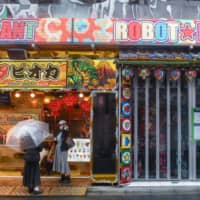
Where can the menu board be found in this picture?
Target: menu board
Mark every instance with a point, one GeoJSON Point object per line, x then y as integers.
{"type": "Point", "coordinates": [80, 152]}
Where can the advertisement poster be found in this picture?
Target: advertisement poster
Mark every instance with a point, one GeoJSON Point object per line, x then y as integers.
{"type": "Point", "coordinates": [32, 74]}
{"type": "Point", "coordinates": [91, 74]}
{"type": "Point", "coordinates": [80, 152]}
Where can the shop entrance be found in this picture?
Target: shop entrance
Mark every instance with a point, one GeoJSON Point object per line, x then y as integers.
{"type": "Point", "coordinates": [162, 128]}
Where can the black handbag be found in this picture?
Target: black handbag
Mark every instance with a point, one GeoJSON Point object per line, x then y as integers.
{"type": "Point", "coordinates": [67, 144]}
{"type": "Point", "coordinates": [32, 156]}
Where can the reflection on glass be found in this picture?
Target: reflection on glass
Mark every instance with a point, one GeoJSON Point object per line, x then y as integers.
{"type": "Point", "coordinates": [141, 128]}
{"type": "Point", "coordinates": [163, 130]}
{"type": "Point", "coordinates": [184, 129]}
{"type": "Point", "coordinates": [174, 130]}
{"type": "Point", "coordinates": [152, 128]}
{"type": "Point", "coordinates": [198, 142]}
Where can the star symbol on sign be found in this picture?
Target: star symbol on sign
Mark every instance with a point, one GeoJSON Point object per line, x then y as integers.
{"type": "Point", "coordinates": [187, 32]}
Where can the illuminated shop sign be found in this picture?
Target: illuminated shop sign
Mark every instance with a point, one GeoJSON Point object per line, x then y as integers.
{"type": "Point", "coordinates": [157, 31]}
{"type": "Point", "coordinates": [108, 31]}
{"type": "Point", "coordinates": [33, 74]}
{"type": "Point", "coordinates": [41, 30]}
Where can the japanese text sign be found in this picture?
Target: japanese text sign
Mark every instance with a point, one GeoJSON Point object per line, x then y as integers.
{"type": "Point", "coordinates": [100, 31]}
{"type": "Point", "coordinates": [33, 74]}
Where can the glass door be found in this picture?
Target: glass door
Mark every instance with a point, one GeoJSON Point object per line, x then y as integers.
{"type": "Point", "coordinates": [162, 134]}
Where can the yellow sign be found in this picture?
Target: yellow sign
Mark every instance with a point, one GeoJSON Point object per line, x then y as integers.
{"type": "Point", "coordinates": [33, 74]}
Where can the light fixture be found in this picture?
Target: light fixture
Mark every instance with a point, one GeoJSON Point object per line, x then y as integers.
{"type": "Point", "coordinates": [17, 94]}
{"type": "Point", "coordinates": [46, 100]}
{"type": "Point", "coordinates": [81, 95]}
{"type": "Point", "coordinates": [32, 95]}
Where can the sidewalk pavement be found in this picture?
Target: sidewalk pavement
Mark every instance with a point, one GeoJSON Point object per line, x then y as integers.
{"type": "Point", "coordinates": [10, 187]}
{"type": "Point", "coordinates": [147, 188]}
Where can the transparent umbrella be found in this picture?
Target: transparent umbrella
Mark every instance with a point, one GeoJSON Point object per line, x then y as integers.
{"type": "Point", "coordinates": [27, 134]}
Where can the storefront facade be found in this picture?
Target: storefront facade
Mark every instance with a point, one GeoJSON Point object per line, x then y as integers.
{"type": "Point", "coordinates": [142, 103]}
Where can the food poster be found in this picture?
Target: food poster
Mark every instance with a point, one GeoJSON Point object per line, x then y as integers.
{"type": "Point", "coordinates": [81, 151]}
{"type": "Point", "coordinates": [91, 74]}
{"type": "Point", "coordinates": [32, 74]}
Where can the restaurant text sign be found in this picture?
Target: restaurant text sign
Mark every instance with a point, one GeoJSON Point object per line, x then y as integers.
{"type": "Point", "coordinates": [30, 74]}
{"type": "Point", "coordinates": [108, 31]}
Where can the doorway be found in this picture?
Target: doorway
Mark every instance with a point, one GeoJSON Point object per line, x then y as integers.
{"type": "Point", "coordinates": [163, 148]}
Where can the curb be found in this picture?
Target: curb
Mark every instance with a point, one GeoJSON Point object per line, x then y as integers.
{"type": "Point", "coordinates": [118, 191]}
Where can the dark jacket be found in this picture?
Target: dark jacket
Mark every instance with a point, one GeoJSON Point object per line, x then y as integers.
{"type": "Point", "coordinates": [31, 176]}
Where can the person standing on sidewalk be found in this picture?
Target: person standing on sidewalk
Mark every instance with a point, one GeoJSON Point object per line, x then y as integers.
{"type": "Point", "coordinates": [31, 175]}
{"type": "Point", "coordinates": [60, 163]}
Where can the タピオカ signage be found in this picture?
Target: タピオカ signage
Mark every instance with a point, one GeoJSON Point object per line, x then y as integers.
{"type": "Point", "coordinates": [100, 31]}
{"type": "Point", "coordinates": [32, 74]}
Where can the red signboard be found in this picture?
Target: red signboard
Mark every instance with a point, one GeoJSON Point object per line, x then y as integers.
{"type": "Point", "coordinates": [101, 30]}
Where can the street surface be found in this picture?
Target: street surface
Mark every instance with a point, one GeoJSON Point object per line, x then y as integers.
{"type": "Point", "coordinates": [157, 196]}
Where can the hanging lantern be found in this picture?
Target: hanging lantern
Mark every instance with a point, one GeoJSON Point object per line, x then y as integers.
{"type": "Point", "coordinates": [85, 105]}
{"type": "Point", "coordinates": [175, 74]}
{"type": "Point", "coordinates": [127, 73]}
{"type": "Point", "coordinates": [69, 100]}
{"type": "Point", "coordinates": [191, 74]}
{"type": "Point", "coordinates": [144, 73]}
{"type": "Point", "coordinates": [159, 74]}
{"type": "Point", "coordinates": [55, 106]}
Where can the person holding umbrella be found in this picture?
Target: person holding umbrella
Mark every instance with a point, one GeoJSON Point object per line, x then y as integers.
{"type": "Point", "coordinates": [31, 175]}
{"type": "Point", "coordinates": [27, 136]}
{"type": "Point", "coordinates": [60, 163]}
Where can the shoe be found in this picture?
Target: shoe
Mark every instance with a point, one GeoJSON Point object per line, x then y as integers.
{"type": "Point", "coordinates": [30, 190]}
{"type": "Point", "coordinates": [37, 192]}
{"type": "Point", "coordinates": [62, 178]}
{"type": "Point", "coordinates": [66, 180]}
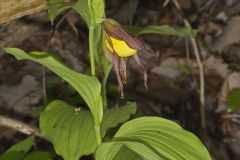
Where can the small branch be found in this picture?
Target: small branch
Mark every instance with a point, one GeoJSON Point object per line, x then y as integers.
{"type": "Point", "coordinates": [10, 9]}
{"type": "Point", "coordinates": [200, 66]}
{"type": "Point", "coordinates": [19, 126]}
{"type": "Point", "coordinates": [44, 90]}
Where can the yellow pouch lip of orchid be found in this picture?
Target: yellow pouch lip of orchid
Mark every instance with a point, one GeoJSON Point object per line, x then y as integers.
{"type": "Point", "coordinates": [120, 47]}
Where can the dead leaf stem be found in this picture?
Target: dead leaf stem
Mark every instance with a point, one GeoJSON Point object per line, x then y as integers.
{"type": "Point", "coordinates": [200, 66]}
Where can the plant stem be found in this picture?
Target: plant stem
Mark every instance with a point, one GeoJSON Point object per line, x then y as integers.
{"type": "Point", "coordinates": [98, 134]}
{"type": "Point", "coordinates": [91, 50]}
{"type": "Point", "coordinates": [104, 85]}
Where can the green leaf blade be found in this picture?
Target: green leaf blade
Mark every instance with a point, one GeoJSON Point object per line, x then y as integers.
{"type": "Point", "coordinates": [156, 137]}
{"type": "Point", "coordinates": [19, 150]}
{"type": "Point", "coordinates": [71, 131]}
{"type": "Point", "coordinates": [88, 87]}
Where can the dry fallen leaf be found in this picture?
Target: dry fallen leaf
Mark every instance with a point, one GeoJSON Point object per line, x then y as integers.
{"type": "Point", "coordinates": [230, 35]}
{"type": "Point", "coordinates": [20, 97]}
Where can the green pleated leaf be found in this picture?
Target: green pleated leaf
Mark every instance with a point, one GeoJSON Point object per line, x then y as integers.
{"type": "Point", "coordinates": [163, 138]}
{"type": "Point", "coordinates": [39, 156]}
{"type": "Point", "coordinates": [88, 87]}
{"type": "Point", "coordinates": [70, 130]}
{"type": "Point", "coordinates": [115, 116]}
{"type": "Point", "coordinates": [164, 29]}
{"type": "Point", "coordinates": [19, 150]}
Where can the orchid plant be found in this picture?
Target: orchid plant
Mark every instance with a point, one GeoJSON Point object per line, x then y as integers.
{"type": "Point", "coordinates": [75, 132]}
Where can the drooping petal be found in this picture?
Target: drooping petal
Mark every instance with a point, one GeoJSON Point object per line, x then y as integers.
{"type": "Point", "coordinates": [142, 69]}
{"type": "Point", "coordinates": [116, 31]}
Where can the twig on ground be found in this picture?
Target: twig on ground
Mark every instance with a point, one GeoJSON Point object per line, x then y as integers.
{"type": "Point", "coordinates": [200, 66]}
{"type": "Point", "coordinates": [44, 90]}
{"type": "Point", "coordinates": [19, 126]}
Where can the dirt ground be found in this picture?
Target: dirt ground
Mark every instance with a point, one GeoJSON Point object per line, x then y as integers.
{"type": "Point", "coordinates": [173, 71]}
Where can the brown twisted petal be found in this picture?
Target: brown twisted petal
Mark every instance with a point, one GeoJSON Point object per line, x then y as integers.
{"type": "Point", "coordinates": [116, 31]}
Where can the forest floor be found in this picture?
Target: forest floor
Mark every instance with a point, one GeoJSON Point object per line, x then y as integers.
{"type": "Point", "coordinates": [173, 70]}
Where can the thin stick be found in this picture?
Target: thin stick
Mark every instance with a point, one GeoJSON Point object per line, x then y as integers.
{"type": "Point", "coordinates": [19, 126]}
{"type": "Point", "coordinates": [44, 90]}
{"type": "Point", "coordinates": [200, 66]}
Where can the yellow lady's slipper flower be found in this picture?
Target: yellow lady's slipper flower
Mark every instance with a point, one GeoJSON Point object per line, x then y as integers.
{"type": "Point", "coordinates": [118, 44]}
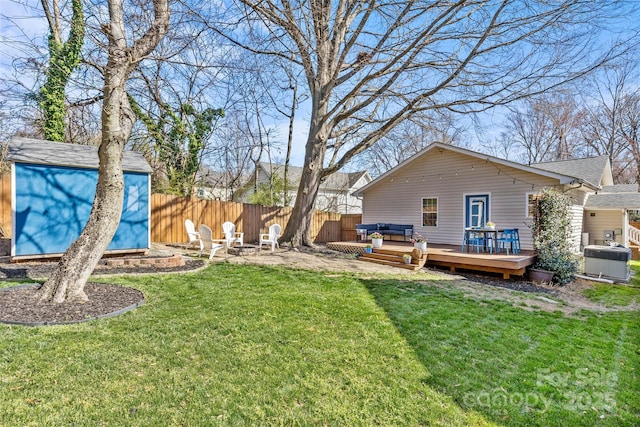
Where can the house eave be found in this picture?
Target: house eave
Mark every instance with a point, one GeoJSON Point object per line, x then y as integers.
{"type": "Point", "coordinates": [562, 179]}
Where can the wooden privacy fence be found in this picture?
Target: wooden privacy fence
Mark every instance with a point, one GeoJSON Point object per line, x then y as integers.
{"type": "Point", "coordinates": [168, 214]}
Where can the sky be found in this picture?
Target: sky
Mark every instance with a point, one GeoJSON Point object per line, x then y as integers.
{"type": "Point", "coordinates": [22, 19]}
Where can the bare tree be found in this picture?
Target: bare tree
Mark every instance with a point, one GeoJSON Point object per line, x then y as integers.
{"type": "Point", "coordinates": [69, 278]}
{"type": "Point", "coordinates": [545, 128]}
{"type": "Point", "coordinates": [630, 133]}
{"type": "Point", "coordinates": [611, 108]}
{"type": "Point", "coordinates": [408, 138]}
{"type": "Point", "coordinates": [371, 65]}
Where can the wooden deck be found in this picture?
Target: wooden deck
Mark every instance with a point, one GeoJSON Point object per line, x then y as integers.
{"type": "Point", "coordinates": [447, 256]}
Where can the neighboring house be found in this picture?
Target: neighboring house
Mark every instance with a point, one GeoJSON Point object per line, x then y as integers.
{"type": "Point", "coordinates": [214, 185]}
{"type": "Point", "coordinates": [335, 194]}
{"type": "Point", "coordinates": [443, 189]}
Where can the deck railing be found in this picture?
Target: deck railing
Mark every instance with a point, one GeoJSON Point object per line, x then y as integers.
{"type": "Point", "coordinates": [634, 235]}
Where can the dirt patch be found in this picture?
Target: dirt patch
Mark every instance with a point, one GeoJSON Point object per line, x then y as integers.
{"type": "Point", "coordinates": [522, 293]}
{"type": "Point", "coordinates": [21, 305]}
{"type": "Point", "coordinates": [107, 299]}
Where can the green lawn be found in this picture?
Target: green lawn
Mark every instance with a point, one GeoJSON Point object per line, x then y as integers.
{"type": "Point", "coordinates": [617, 294]}
{"type": "Point", "coordinates": [249, 345]}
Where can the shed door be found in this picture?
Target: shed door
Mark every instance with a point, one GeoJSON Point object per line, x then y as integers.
{"type": "Point", "coordinates": [476, 210]}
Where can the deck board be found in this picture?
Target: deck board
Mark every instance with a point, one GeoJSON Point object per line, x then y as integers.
{"type": "Point", "coordinates": [454, 258]}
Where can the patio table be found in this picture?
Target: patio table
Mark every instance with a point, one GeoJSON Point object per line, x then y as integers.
{"type": "Point", "coordinates": [486, 233]}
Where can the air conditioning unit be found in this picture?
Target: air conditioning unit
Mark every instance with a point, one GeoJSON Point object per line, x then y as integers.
{"type": "Point", "coordinates": [607, 261]}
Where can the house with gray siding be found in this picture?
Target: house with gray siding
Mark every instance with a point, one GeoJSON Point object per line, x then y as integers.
{"type": "Point", "coordinates": [443, 189]}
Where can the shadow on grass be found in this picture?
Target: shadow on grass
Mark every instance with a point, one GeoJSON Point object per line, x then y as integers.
{"type": "Point", "coordinates": [516, 367]}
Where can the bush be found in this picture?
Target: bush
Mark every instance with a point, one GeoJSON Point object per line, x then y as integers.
{"type": "Point", "coordinates": [551, 236]}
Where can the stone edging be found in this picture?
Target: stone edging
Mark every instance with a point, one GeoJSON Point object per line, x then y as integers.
{"type": "Point", "coordinates": [176, 260]}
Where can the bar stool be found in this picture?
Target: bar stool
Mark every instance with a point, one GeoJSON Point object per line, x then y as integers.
{"type": "Point", "coordinates": [509, 239]}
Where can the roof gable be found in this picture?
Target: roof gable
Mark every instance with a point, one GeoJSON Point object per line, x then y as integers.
{"type": "Point", "coordinates": [438, 147]}
{"type": "Point", "coordinates": [43, 152]}
{"type": "Point", "coordinates": [594, 170]}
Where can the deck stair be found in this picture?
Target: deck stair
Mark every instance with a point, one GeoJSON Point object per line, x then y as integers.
{"type": "Point", "coordinates": [394, 258]}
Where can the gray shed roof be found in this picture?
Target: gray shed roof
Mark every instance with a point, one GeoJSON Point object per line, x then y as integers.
{"type": "Point", "coordinates": [620, 188]}
{"type": "Point", "coordinates": [42, 152]}
{"type": "Point", "coordinates": [589, 169]}
{"type": "Point", "coordinates": [338, 181]}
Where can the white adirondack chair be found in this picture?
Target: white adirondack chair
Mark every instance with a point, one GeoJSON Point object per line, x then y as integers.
{"type": "Point", "coordinates": [231, 235]}
{"type": "Point", "coordinates": [194, 236]}
{"type": "Point", "coordinates": [207, 242]}
{"type": "Point", "coordinates": [271, 238]}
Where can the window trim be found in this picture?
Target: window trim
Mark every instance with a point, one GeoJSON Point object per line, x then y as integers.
{"type": "Point", "coordinates": [527, 204]}
{"type": "Point", "coordinates": [436, 198]}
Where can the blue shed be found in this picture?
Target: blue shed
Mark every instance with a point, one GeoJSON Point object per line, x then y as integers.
{"type": "Point", "coordinates": [53, 186]}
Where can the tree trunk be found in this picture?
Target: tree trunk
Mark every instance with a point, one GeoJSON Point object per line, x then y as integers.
{"type": "Point", "coordinates": [68, 280]}
{"type": "Point", "coordinates": [298, 230]}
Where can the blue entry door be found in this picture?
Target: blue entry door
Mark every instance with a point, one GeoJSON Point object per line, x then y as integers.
{"type": "Point", "coordinates": [476, 210]}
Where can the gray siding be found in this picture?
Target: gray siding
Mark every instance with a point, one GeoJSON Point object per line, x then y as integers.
{"type": "Point", "coordinates": [450, 176]}
{"type": "Point", "coordinates": [597, 221]}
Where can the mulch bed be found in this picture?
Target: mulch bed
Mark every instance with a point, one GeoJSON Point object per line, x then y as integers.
{"type": "Point", "coordinates": [21, 305]}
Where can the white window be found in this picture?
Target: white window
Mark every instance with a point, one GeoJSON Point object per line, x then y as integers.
{"type": "Point", "coordinates": [531, 203]}
{"type": "Point", "coordinates": [430, 212]}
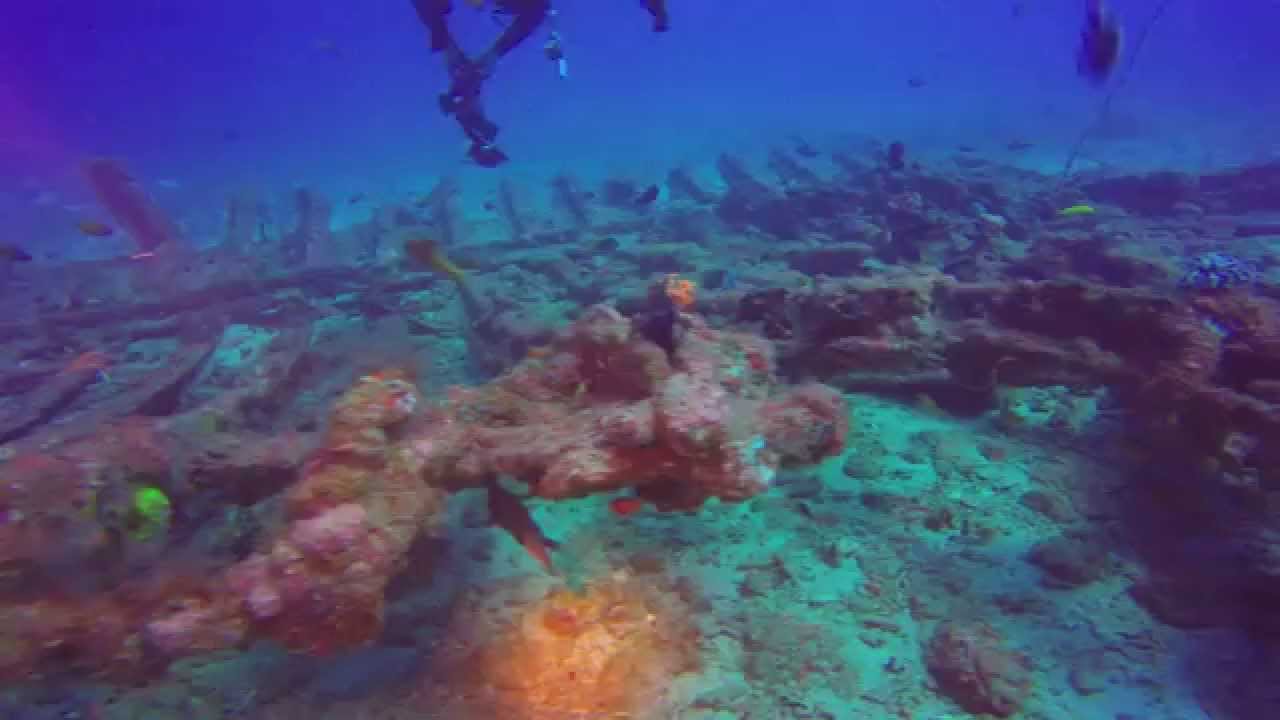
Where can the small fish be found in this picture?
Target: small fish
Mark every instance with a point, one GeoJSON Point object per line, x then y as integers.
{"type": "Point", "coordinates": [648, 196]}
{"type": "Point", "coordinates": [508, 513]}
{"type": "Point", "coordinates": [658, 9]}
{"type": "Point", "coordinates": [90, 360]}
{"type": "Point", "coordinates": [13, 254]}
{"type": "Point", "coordinates": [1101, 42]}
{"type": "Point", "coordinates": [896, 156]}
{"type": "Point", "coordinates": [95, 228]}
{"type": "Point", "coordinates": [804, 149]}
{"type": "Point", "coordinates": [1077, 210]}
{"type": "Point", "coordinates": [626, 506]}
{"type": "Point", "coordinates": [328, 46]}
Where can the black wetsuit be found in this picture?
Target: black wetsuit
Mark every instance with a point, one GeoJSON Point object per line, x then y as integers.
{"type": "Point", "coordinates": [525, 18]}
{"type": "Point", "coordinates": [467, 76]}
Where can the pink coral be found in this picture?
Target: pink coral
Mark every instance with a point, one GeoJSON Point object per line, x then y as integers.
{"type": "Point", "coordinates": [604, 410]}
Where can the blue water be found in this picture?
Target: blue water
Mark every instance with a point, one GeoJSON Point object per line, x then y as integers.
{"type": "Point", "coordinates": [202, 100]}
{"type": "Point", "coordinates": [220, 95]}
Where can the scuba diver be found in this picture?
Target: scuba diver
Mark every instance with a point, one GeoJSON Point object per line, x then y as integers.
{"type": "Point", "coordinates": [467, 76]}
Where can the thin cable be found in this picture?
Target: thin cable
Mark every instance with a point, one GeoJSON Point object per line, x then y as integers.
{"type": "Point", "coordinates": [1105, 108]}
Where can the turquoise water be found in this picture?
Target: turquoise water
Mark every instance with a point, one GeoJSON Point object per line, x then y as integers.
{"type": "Point", "coordinates": [805, 360]}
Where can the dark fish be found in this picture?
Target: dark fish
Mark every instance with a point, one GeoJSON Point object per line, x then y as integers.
{"type": "Point", "coordinates": [95, 228]}
{"type": "Point", "coordinates": [658, 9]}
{"type": "Point", "coordinates": [805, 150]}
{"type": "Point", "coordinates": [13, 254]}
{"type": "Point", "coordinates": [508, 513]}
{"type": "Point", "coordinates": [1100, 42]}
{"type": "Point", "coordinates": [896, 156]}
{"type": "Point", "coordinates": [648, 196]}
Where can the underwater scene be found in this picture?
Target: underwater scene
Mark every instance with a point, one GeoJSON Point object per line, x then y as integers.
{"type": "Point", "coordinates": [640, 360]}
----------
Output exactly the lines above, from the one holding "Where can the scuba" through the end of the data, including the first and last.

Where can the scuba diver be found in this picture?
Target: scuba diver
Mark every instance with a point, one GeoJSON Point object per line, x then y as integers.
{"type": "Point", "coordinates": [467, 76]}
Where can the thin cable be found in this picture?
Target: thin cable
Mark every instance with a point, one GeoJSON Point object per line, x then y as integers.
{"type": "Point", "coordinates": [1105, 108]}
Where can the turquoise water be found in this picture?
Target: turquoise water
Mark every instance with a point, one GeoJSON Point object per line, x then y as integers.
{"type": "Point", "coordinates": [805, 360]}
Where can the dark fish be found in this picture?
Target: dark fish
Mark every instance with a point, one GeoJSON Point object per line, x then y as integers.
{"type": "Point", "coordinates": [95, 228]}
{"type": "Point", "coordinates": [658, 9]}
{"type": "Point", "coordinates": [805, 150]}
{"type": "Point", "coordinates": [13, 254]}
{"type": "Point", "coordinates": [508, 513]}
{"type": "Point", "coordinates": [1100, 42]}
{"type": "Point", "coordinates": [896, 156]}
{"type": "Point", "coordinates": [648, 196]}
Where can the underwater scene be found in this picture?
Target: underwater scene
Mark every instance with a point, one GeoJSON Point object per line, x then y as integers.
{"type": "Point", "coordinates": [640, 360]}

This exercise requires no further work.